§ **Task to complete**
Transcribe the lines below verbatim, skipping the images.
------ Given records
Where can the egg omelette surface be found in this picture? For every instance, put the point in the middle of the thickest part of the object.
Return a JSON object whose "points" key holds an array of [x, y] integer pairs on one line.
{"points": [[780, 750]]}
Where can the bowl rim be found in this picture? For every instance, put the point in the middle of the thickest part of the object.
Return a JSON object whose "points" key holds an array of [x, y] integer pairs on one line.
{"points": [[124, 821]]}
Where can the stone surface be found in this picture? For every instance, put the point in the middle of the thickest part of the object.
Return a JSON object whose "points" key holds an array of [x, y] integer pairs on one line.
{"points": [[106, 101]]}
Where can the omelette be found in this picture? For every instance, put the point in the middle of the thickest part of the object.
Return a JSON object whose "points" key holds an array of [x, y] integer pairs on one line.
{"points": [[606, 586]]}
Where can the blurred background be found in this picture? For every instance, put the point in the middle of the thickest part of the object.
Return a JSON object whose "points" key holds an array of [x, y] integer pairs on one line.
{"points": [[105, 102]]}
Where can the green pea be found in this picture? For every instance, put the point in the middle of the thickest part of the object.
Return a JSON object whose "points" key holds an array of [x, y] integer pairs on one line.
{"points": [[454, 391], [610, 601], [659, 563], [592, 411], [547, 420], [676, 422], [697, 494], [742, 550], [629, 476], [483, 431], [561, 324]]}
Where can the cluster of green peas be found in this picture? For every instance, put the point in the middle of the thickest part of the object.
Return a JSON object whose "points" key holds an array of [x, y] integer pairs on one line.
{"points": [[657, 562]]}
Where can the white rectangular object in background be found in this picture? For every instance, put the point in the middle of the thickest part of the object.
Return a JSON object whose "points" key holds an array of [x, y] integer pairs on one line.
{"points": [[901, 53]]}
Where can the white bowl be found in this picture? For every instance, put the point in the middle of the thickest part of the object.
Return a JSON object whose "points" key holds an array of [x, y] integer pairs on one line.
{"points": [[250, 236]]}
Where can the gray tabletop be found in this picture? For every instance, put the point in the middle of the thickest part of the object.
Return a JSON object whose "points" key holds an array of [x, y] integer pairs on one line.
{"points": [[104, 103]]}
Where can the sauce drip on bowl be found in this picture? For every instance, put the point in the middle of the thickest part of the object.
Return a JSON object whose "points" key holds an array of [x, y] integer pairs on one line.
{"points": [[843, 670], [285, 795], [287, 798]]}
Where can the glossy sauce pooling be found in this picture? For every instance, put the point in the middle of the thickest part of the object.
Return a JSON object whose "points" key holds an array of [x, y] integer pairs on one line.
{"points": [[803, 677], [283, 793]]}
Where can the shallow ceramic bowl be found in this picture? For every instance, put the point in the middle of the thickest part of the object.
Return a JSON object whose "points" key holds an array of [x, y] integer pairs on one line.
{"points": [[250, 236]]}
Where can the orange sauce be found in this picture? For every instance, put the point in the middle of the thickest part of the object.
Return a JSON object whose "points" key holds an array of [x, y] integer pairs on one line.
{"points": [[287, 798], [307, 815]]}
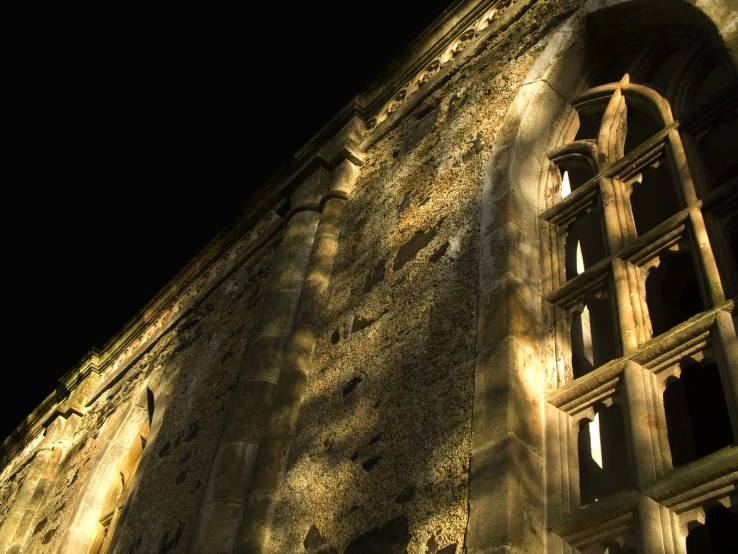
------------
§ **Answer for this exercise**
Where can the egg omelette surface be found in this picture? For every instance, put the point in the middle of the thickest part of the object.
Return a JSON object whose "points" key holds an array of [x, y] integer pairs on one line.
{"points": [[780, 750]]}
Where can the bowl rim be found in this picture? For every instance, put the point in the middle of the thickest part of the object.
Return a JSON object whose "points" key holds an array of [x, y] integer pairs on one line.
{"points": [[124, 821]]}
Where can the stone surface be found in this picture? For every instance, put the point in the middle of the thickest part of the object.
Return a JSON object whose "points" key holds an array of [x, y] integer pairs on one line.
{"points": [[106, 101]]}
Where can the omelette be found in this picture? For every instance, put the point in the middle of the thickest part of the object.
Return a JSON object whose "points" key holds an array of [x, y] integer pairs on one line.
{"points": [[606, 586]]}
Where can the blurred background be found in this picture? For every instance, put the point in the middle of the thickest part of the object.
Return a JSON object whose "points" key holds an array of [x, y] integer pairs on one line.
{"points": [[105, 102]]}
Where can the green pea be found in this picture? For every instance, put the point in the middle of the thickest part of the object.
Return a JSON object whose "points" key holds an array of [x, y] integer pairs on one line.
{"points": [[454, 391], [610, 601], [659, 563], [592, 411], [547, 420], [676, 422], [697, 494], [742, 550], [629, 476], [483, 431], [561, 324]]}
Where can the cluster of green peas be found in this picture? For every instance, put the point in the middle of the thickest part of the object.
Return a JSON object whose "points" key holds an array of [x, y] integer pairs on one line.
{"points": [[657, 562]]}
Where can the white rectangular object in background be found in this picture? For every instance, put the point in the middle of the thickest part of the object.
Return a JSON object whose "points" key holds an array of [x, y] integer pairs on one line.
{"points": [[901, 53]]}
Where can the white bowl be found in this picture? For every instance, put the point in the middle of the thickest part of the object.
Return a JSON object whose "points" key holds an array of [x, y] integer pairs on one line.
{"points": [[250, 236]]}
Where can the gray tabletop be found in this picture? For every instance, put the point in the middle of the thickest part of the object.
Return a JSON object whose "points" key holds an array of [x, y] integer pairs on one line.
{"points": [[104, 103]]}
Where can the sauce drip on bowl be found in this picture? For every instance, put the point in the middle of the thickest part of the object.
Return a JSON object whose "points" key holds an array of [x, y] integer pairs on one line.
{"points": [[843, 670], [285, 795], [287, 798]]}
Where can the glossy sauce pooling be found in this picture? For every instance, put the point in the middle of the thickest part of the object.
Return a JSON object whose "points" key holds an array of [x, y] integer pairs on one line.
{"points": [[803, 677], [283, 793]]}
Where can the shallow ceramic bowl be found in this picture? For every instance, put the point in the middle of the thickest part of the object.
Return a JSON object whose "points" key holds an array of [x, y] integer pairs on one line.
{"points": [[250, 236]]}
Where can the orange sauce be found in this picture? For every instance, put the point in the middle of the thickest part of the object.
Return a JSON object whose "points" key holds an array of [x, y] integer pairs on one line.
{"points": [[287, 798], [307, 815]]}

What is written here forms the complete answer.